▶ **YOUR ASSIGNMENT**
Set down, please, exactly the lines below that run from the line with "Expected: for every instance of the wall outlet" to the line with "Expected: for every instance of the window, the", both lines included.

▶ **Excerpts from a dataset**
[Start of Attachment]

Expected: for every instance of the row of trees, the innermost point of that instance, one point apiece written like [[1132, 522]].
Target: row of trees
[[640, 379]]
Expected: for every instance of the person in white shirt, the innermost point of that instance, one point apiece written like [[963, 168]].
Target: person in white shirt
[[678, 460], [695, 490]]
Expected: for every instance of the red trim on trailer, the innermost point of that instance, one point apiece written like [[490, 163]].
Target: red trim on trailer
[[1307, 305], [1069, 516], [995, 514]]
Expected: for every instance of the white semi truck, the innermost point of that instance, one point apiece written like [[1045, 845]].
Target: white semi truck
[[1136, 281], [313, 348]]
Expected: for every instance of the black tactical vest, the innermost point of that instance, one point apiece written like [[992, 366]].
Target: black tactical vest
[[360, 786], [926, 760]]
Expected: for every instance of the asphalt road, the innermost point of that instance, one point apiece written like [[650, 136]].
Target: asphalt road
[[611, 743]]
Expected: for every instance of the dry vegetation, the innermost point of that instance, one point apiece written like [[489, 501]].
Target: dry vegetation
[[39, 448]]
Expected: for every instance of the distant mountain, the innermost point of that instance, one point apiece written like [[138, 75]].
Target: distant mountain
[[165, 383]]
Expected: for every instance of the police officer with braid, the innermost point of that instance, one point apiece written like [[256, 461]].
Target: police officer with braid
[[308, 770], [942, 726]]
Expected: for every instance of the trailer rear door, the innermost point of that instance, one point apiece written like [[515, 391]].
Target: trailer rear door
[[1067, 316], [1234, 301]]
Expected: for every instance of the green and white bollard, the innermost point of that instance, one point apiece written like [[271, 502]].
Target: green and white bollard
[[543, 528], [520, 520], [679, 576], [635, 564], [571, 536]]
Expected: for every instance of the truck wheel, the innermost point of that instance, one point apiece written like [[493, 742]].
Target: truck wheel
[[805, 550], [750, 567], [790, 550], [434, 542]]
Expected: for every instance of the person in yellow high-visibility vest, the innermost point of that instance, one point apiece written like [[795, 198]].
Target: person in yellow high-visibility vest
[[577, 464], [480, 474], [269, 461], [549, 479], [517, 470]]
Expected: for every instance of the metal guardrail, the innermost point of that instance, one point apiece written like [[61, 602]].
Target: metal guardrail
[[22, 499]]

[End of Attachment]
[Start of Attachment]

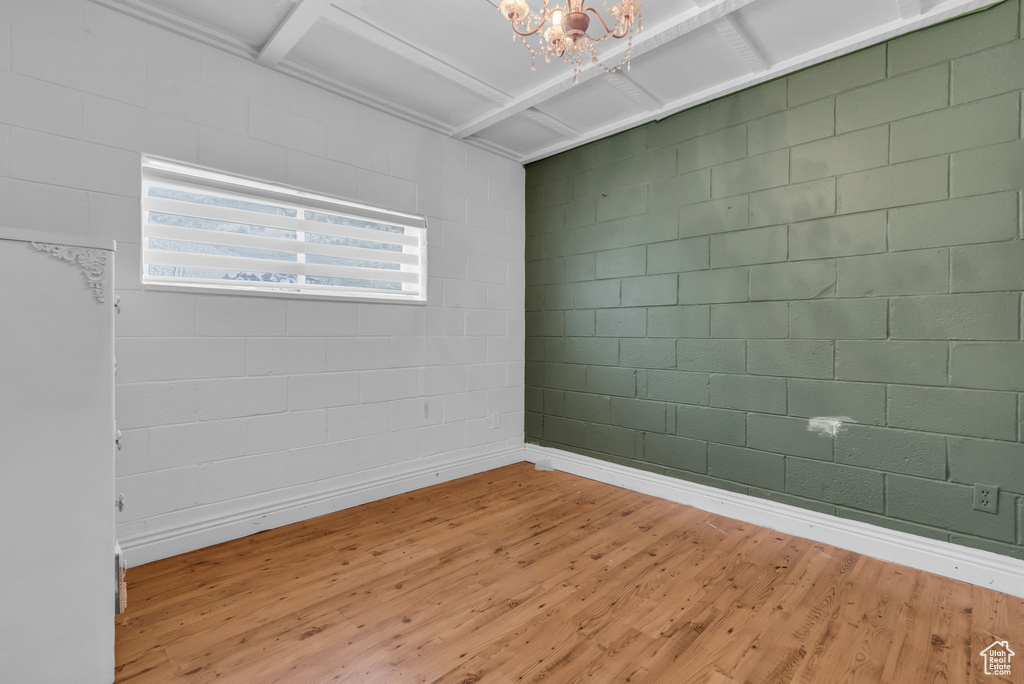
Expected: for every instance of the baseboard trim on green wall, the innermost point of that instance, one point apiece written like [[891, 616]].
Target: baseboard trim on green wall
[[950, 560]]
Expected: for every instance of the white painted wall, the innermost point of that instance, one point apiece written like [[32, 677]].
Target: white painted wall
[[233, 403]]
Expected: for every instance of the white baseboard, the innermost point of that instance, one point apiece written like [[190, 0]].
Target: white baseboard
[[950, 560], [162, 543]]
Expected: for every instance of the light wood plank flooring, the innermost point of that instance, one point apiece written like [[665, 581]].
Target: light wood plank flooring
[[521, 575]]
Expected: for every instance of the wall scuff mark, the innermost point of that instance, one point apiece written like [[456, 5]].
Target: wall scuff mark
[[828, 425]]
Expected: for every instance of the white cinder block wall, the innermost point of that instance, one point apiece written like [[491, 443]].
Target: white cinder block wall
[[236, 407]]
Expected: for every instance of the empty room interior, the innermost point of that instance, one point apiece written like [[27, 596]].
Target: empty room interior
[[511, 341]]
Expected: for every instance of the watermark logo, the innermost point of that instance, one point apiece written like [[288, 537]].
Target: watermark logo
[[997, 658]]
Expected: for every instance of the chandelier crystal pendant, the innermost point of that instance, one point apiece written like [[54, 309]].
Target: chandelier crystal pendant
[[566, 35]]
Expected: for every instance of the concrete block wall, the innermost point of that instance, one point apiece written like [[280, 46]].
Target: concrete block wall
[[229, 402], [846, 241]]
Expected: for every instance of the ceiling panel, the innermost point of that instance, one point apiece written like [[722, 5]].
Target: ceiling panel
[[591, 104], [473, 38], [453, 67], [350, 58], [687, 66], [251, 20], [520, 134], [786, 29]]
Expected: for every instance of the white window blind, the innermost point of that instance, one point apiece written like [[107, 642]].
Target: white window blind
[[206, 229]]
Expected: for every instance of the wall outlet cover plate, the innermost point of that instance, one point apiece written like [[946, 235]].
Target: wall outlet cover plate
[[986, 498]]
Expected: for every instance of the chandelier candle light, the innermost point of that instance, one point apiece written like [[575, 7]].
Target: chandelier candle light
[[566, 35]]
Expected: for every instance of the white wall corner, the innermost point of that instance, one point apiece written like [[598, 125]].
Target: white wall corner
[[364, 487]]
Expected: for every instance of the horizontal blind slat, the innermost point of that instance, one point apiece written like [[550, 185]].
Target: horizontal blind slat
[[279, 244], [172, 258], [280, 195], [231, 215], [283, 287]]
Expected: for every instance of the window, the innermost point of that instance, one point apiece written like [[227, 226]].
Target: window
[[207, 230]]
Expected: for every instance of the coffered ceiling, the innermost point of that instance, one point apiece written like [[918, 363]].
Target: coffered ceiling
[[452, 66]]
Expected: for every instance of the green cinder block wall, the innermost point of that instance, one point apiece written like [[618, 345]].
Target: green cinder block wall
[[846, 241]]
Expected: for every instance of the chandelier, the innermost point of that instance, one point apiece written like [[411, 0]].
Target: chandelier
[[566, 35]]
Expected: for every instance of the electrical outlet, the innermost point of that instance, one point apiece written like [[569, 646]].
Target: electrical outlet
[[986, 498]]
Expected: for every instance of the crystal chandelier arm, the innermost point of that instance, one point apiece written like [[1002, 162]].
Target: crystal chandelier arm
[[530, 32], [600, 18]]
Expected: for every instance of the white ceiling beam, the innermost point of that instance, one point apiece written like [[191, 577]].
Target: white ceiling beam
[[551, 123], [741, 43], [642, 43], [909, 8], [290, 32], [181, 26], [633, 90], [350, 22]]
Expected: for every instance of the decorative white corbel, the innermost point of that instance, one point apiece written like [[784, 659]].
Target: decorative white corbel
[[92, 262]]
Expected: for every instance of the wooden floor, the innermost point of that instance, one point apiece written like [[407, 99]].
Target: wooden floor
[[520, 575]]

[End of Attachment]

▶ **COMPLETED EXERCISE**
Expected: for every instance of the wall outlet cover plate, the innermost point of that instance, one point apiece written like [[946, 235]].
Target: wall outlet cover plate
[[986, 498]]
Expected: for every instance of the chandelier candle light, the innermost point of that instance, one point apiece written like [[575, 7]].
Target: chandelier candle light
[[566, 35]]
Expected: for every instance of the white wall corner, the innermost point of that instance, one point apiece written like [[598, 125]].
Target: white wall corner
[[364, 487]]
Expected: for every instance of the horizontal blind slat, the innermost point of that instance, one point apiece written like [[550, 185]].
Target: horizontal blind slat
[[279, 244], [172, 258], [280, 195], [231, 215], [283, 287]]
Expected: for every instance of the window, the innermost point of that instance, one point apiece written like [[227, 226]].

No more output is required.